═════ QUOTED PASSAGE
CPJ includes sexual aggression in journalist security guide
According to CPJ, both local and foreign journalists have reported being attacked. (See CPJ's new report, The Silencing Crime: Sexual Violence and Journalists, for documented cases of sexual aggression against journalists.) And although most victims have been women, men have also targeted, often while in detention or captivity.
"Being aware of one's environment and understanding how one may be perceived in that setting are important in deterring many forms of sexual aggression," says CPJ.
CPJ's new section on sexual aggression gives journalists some practical suggestions, such as: always seek prior advice from colleagues with experience in that locale, especially if it's new territory for you; travel and work with colleagues or (vetted) support staff; keep in touch with your newsroom back home; dress conservatively and in accordance with local custom; appear confident but avoid striking up conversation or making eye contact with strangers.
══════════
═════ SUPPLIED RECORDS
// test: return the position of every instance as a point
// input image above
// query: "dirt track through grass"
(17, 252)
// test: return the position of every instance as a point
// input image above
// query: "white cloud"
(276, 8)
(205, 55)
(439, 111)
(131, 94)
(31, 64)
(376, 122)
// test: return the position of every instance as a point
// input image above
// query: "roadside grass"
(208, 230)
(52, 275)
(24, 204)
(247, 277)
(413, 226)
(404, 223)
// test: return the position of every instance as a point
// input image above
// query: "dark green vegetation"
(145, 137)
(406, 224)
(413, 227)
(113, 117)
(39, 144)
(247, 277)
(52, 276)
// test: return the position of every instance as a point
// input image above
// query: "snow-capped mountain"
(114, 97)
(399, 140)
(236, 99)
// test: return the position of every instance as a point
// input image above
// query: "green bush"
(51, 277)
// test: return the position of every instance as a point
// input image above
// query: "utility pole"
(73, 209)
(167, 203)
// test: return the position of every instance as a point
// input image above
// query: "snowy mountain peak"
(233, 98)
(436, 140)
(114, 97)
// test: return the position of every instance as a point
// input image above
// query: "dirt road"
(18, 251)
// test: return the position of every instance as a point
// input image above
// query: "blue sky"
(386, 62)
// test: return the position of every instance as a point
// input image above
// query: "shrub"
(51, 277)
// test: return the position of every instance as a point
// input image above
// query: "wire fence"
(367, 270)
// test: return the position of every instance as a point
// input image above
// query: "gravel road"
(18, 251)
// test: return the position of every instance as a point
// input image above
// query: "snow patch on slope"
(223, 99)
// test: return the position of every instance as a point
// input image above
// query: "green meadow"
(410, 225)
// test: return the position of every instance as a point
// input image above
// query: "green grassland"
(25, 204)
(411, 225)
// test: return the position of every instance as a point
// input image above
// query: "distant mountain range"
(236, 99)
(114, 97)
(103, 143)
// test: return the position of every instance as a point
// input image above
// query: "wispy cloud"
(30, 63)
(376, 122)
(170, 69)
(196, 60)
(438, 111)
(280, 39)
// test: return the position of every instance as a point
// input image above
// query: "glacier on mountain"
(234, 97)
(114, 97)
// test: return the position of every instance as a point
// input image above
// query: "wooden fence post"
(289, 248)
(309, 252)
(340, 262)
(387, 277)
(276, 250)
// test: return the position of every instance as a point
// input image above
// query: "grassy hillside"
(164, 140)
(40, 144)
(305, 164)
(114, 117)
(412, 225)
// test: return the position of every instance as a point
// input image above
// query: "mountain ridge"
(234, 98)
══════════
■ EXERCISES TO COMPLETE ■
**A.** In the article on CPJ's security guide, rewrite the paragraph beginning "CPJ's new section on sexual aggression" as a bulleted list, keeping all of its suggestions.
**B.** Answer these questions from the article on CPJ's security guide, one per line:
(i) What is the title of CPJ's new report that documents cases?
(ii) In what circumstances have men often been targeted?
(iii) According to CPJ, what two things are important in deterring many forms of sexual aggression?
**C.** Extend the article on CPJ's security guide with a further paragraph that follows on from its last sentence.

■ LIST OF ANSWERS ■
**A.**
CPJ's new section on sexual aggression offers journalists these practical suggestions:
- Always seek prior advice from colleagues with experience in that locale, especially if it's new territory.
- Travel and work with colleagues or vetted support staff.
- Keep in touch with the newsroom back home.
- Dress conservatively and in accordance with local custom.
- Appear confident, but avoid striking up conversation or making eye contact with strangers.

**B.**
(i) The Silencing Crime: Sexual Violence and Journalists
(ii) Often while in detention or captivity
(iii) Being aware of one's environment and understanding how one may be perceived in that setting

**C.**
And for news organisations: include guidelines on the risk of sexual assault in your security manuals as a way to increase attention and encourage discussion; identify places where the overall risk is greater, such as conflict zones where rape is used as a weapon; set clear policies on how to respond to sexual assaults that address the journalist's needs for medical, legal, and psychological support; create a climate in which journalists can report assaults without fear of losing future assignments and with confidence they will receive support.
CPJ is committed to documenting instances of sexual assault, and journalists are encouraged to contact CPJ to report such cases; information about a case is made public or kept confidential at the discretion of the journalist.